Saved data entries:
#####
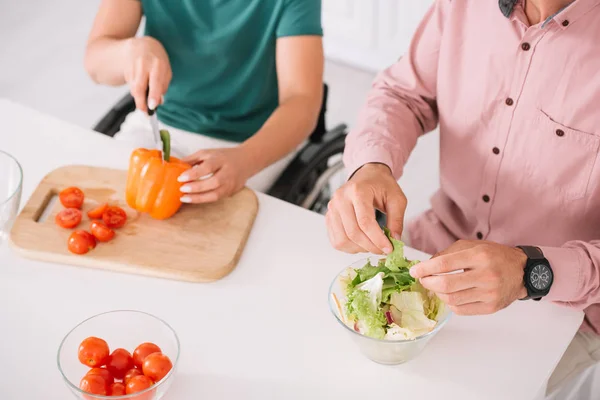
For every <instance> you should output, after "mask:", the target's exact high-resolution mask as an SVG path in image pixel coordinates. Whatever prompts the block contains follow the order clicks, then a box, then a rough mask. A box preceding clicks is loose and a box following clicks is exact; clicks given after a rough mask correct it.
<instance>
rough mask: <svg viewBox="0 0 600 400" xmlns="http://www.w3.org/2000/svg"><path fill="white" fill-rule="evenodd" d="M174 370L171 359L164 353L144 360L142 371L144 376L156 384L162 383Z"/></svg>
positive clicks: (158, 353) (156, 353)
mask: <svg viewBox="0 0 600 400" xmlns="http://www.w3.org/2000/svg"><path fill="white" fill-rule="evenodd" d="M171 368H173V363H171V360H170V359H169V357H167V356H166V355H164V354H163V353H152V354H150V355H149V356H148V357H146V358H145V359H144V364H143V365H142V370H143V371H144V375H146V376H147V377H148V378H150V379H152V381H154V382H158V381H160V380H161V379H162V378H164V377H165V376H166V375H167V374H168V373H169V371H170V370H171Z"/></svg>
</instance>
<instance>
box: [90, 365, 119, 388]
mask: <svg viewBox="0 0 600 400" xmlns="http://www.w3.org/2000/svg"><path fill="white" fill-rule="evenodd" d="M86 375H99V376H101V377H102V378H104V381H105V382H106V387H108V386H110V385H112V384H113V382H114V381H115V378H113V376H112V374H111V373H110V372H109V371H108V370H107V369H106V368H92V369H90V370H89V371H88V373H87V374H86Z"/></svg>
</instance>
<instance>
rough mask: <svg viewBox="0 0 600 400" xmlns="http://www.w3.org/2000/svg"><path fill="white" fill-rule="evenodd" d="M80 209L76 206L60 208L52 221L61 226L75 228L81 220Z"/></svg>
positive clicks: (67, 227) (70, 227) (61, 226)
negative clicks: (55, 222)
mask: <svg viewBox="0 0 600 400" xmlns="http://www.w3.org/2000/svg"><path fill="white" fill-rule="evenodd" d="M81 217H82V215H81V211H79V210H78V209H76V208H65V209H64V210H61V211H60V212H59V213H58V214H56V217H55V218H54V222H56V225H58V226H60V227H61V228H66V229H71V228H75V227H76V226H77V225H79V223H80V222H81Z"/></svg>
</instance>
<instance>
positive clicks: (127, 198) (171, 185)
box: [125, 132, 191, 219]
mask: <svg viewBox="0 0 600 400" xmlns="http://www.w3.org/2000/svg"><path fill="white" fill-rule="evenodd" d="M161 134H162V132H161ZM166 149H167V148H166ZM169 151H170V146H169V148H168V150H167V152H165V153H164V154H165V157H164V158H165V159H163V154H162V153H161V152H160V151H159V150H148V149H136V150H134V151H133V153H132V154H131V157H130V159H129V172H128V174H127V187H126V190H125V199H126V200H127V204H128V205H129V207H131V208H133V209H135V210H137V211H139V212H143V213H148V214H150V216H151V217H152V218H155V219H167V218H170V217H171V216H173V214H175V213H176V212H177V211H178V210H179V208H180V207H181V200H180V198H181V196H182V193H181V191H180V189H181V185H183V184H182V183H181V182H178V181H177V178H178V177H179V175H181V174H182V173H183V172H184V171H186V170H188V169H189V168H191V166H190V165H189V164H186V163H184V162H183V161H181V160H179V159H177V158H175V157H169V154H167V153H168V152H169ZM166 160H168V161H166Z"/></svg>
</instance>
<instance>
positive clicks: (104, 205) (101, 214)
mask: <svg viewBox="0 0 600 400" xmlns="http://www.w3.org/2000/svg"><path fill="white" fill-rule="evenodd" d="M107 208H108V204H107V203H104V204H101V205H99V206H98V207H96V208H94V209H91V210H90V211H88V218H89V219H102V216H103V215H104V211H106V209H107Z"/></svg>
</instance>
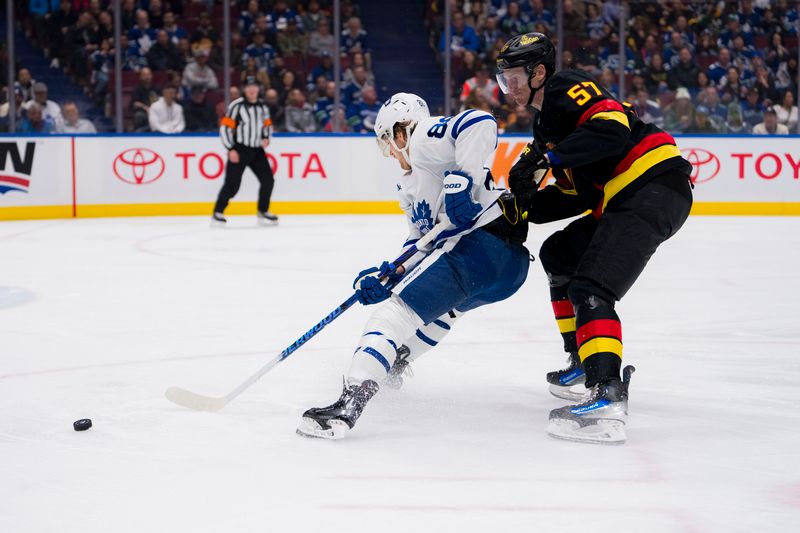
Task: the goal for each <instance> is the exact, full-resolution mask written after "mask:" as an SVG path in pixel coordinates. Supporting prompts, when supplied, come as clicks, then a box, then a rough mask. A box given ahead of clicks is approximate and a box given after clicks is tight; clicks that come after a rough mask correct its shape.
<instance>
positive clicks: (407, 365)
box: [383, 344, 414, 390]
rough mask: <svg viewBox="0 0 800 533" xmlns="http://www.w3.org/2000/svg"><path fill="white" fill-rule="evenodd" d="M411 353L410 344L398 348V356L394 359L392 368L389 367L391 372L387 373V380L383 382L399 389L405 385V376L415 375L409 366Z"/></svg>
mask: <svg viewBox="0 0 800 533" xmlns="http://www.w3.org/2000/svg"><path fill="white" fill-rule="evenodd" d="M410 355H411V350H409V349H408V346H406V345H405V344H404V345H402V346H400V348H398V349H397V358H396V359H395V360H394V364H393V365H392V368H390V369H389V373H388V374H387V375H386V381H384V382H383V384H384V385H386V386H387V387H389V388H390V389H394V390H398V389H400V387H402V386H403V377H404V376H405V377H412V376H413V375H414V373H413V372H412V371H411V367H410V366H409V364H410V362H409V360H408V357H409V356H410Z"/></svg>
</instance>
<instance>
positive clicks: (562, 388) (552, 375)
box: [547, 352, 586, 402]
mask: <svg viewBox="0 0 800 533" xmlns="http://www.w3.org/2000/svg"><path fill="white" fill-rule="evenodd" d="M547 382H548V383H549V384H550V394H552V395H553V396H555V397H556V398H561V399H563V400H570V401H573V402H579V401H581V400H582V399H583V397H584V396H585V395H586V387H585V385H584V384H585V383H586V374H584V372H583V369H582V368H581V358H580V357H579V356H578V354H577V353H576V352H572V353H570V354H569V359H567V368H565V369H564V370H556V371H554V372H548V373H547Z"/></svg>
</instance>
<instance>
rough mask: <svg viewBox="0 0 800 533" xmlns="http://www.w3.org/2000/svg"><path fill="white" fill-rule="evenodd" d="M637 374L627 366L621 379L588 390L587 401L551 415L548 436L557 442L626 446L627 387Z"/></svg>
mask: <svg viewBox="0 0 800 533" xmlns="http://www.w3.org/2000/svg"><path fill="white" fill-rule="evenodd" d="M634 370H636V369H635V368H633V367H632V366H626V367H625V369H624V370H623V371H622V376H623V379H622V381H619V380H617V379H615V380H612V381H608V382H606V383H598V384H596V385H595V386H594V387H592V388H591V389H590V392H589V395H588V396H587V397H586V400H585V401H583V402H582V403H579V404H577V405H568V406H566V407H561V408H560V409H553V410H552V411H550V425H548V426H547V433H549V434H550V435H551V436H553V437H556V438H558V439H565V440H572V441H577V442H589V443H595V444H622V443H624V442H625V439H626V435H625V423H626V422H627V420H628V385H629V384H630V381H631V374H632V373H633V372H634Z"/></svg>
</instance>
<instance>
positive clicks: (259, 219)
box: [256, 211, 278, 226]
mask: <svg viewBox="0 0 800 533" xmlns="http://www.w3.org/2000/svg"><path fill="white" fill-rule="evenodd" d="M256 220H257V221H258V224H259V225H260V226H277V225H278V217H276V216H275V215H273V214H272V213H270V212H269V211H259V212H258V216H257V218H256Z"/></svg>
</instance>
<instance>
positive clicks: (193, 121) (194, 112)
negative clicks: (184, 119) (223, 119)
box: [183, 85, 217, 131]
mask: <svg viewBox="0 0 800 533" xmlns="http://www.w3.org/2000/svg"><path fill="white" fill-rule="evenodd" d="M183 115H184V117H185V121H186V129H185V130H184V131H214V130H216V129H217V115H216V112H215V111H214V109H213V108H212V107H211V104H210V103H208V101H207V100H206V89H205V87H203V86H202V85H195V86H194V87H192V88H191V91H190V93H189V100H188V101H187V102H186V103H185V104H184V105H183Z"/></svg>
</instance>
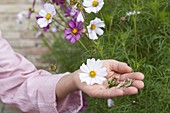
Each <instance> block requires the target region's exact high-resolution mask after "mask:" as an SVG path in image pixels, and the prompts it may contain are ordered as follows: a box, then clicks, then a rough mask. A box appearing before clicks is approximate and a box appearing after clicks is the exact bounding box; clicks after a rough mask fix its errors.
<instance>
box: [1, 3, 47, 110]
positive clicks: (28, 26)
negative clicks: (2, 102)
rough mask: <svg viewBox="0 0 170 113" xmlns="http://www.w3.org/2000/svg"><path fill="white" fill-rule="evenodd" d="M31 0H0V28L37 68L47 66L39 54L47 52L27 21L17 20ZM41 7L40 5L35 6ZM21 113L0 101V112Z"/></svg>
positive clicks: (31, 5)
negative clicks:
#####
- **What the task asks**: Report how many lines of the entries above contain the word "resolution", giving the number by itself.

- **Result of this exercise**: 3